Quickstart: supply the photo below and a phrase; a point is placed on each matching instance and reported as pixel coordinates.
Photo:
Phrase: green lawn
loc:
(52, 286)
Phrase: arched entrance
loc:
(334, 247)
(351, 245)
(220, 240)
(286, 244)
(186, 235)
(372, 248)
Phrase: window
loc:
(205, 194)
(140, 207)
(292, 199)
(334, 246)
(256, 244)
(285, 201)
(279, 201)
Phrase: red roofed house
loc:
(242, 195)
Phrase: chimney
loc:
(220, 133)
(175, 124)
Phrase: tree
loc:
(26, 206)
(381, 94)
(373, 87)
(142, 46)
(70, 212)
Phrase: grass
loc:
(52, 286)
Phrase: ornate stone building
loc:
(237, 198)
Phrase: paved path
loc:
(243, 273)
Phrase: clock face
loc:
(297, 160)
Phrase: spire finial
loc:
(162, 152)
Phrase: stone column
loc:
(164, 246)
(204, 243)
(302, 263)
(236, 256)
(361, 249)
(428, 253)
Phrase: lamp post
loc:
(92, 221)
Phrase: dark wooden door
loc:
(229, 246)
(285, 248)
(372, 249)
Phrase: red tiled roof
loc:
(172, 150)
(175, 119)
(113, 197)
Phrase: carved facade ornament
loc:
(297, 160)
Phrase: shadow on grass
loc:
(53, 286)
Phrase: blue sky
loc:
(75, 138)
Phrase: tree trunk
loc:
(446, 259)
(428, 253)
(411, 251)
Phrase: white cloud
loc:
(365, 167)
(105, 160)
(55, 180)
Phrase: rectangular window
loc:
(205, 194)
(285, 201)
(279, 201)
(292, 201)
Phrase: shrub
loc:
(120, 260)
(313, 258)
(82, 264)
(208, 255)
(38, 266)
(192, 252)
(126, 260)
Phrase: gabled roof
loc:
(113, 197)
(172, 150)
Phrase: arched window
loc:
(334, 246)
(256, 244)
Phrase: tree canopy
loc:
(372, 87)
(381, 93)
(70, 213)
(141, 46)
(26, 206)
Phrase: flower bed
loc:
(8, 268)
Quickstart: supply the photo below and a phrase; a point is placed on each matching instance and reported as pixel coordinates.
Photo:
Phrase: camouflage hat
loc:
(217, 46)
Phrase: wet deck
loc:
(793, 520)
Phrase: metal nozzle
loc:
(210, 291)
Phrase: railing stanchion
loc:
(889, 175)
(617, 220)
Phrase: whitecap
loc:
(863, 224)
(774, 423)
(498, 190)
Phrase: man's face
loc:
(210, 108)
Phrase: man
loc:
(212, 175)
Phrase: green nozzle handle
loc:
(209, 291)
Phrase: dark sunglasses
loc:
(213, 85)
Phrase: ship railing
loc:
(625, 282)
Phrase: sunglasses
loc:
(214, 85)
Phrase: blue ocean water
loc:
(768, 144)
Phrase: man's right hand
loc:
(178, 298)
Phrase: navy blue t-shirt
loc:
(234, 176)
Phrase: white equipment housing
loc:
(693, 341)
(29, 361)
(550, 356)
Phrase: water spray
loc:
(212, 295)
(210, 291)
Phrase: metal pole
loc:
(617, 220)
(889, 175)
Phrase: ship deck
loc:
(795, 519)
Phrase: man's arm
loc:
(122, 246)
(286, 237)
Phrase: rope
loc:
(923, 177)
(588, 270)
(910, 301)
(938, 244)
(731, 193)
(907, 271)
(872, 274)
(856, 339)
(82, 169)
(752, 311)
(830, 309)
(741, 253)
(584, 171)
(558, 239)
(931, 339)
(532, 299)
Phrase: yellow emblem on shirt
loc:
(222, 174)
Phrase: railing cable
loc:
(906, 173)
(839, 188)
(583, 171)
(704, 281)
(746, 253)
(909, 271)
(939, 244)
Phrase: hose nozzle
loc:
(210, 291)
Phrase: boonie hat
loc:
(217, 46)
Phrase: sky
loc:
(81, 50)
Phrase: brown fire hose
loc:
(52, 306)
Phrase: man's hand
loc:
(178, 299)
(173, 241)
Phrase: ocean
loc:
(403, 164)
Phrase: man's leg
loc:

### TRY IT:
Restate all the material above, keeping each word as it is.

### TASK ANSWER:
Quickstart: supply the photo below and a phrase; a point is placed on each matching instance and reported as pixel coordinates.
Photo:
Phrase: green lawn
loc:
(52, 286)
Phrase: arched entrance
loc:
(334, 247)
(351, 245)
(220, 240)
(286, 244)
(186, 235)
(372, 248)
Phrase: window
loc:
(205, 194)
(140, 207)
(292, 199)
(334, 246)
(256, 244)
(285, 201)
(279, 201)
Phrase: red roofed house
loc:
(242, 195)
Phrase: chimney
loc:
(220, 133)
(175, 124)
Phrase: tree
loc:
(26, 206)
(381, 94)
(373, 87)
(142, 46)
(70, 212)
Phrase: grass
loc:
(52, 286)
Phrase: ornate stone building
loc:
(237, 198)
Phrase: paved path
loc:
(243, 273)
Phrase: clock face
loc:
(297, 160)
Phrase: spire finial
loc:
(162, 152)
Phrase: stone column
loc:
(164, 246)
(204, 243)
(302, 263)
(236, 256)
(361, 249)
(428, 253)
Phrase: lamp post
loc:
(92, 221)
Phrase: dark wooden door
loc:
(229, 246)
(285, 248)
(372, 249)
Phrase: red tiled roof
loc:
(172, 150)
(175, 119)
(113, 197)
Phrase: carved facade ornament
loc:
(297, 160)
Phrase: shadow on grass
loc:
(53, 286)
Phrase: blue sky
loc:
(75, 138)
Phrase: tree trunk
loc:
(446, 259)
(428, 253)
(411, 251)
Phrase: white cloud
loc:
(365, 167)
(105, 160)
(55, 180)
Phrase: rectangular window
loc:
(205, 194)
(285, 201)
(279, 201)
(292, 201)
Phrase: shrub
loc:
(120, 260)
(313, 258)
(82, 264)
(208, 255)
(38, 266)
(192, 252)
(126, 260)
Phrase: gabled roof
loc:
(113, 197)
(172, 150)
Phrase: arched window
loc:
(334, 246)
(256, 244)
Phrase: tree canopy
loc:
(372, 87)
(381, 93)
(70, 213)
(141, 46)
(26, 206)
Phrase: flower bed
loc:
(8, 268)
Quickstart: supply the photo below and a phrase; a point is placed on each matching instance and reported as pixel coordinates.
Photo:
Phrase: camouflage hat
loc:
(217, 46)
Phrase: wet deck
loc:
(793, 520)
Phrase: metal nozzle
loc:
(210, 291)
Phrase: railing stanchion
loc:
(889, 175)
(617, 220)
Phrase: whitecap
loc:
(863, 224)
(774, 423)
(498, 190)
Phrase: man's face
loc:
(210, 108)
Phrase: man
loc:
(212, 175)
Phrase: green nozzle handle
loc:
(209, 291)
Phrase: dark sunglasses
loc:
(213, 85)
Phrase: ship railing
loc:
(625, 282)
Phrase: sunglasses
loc:
(214, 85)
Phrase: blue ocean water
loc:
(768, 144)
Phrase: man's right hand
loc:
(178, 298)
Phrase: navy blue t-shirt
loc:
(234, 176)
Phrase: white equipment housing
loc:
(693, 341)
(29, 361)
(550, 356)
Phrase: water spray
loc:
(212, 295)
(210, 291)
Phrase: metal pole
loc:
(617, 220)
(889, 175)
Phrase: ship deck
loc:
(795, 519)
Phrase: man's arm
loc:
(122, 246)
(286, 237)
Phrase: rope
loc:
(923, 177)
(588, 270)
(910, 301)
(938, 244)
(731, 193)
(907, 271)
(872, 274)
(856, 339)
(82, 169)
(752, 311)
(830, 309)
(741, 253)
(584, 171)
(558, 239)
(931, 339)
(532, 299)
Phrase: yellow emblem on shirt
loc:
(222, 174)
Phrase: railing cable
loc:
(906, 173)
(839, 188)
(583, 171)
(704, 281)
(746, 253)
(909, 271)
(939, 244)
Phrase: hose nozzle
loc:
(210, 291)
Phrase: boonie hat
loc:
(217, 46)
Phrase: sky
loc:
(81, 50)
Phrase: brown fire hose
loc:
(52, 306)
Phrase: man's hand
loc:
(178, 299)
(173, 241)
Phrase: ocean
loc:
(403, 164)
Phrase: man's leg
loc:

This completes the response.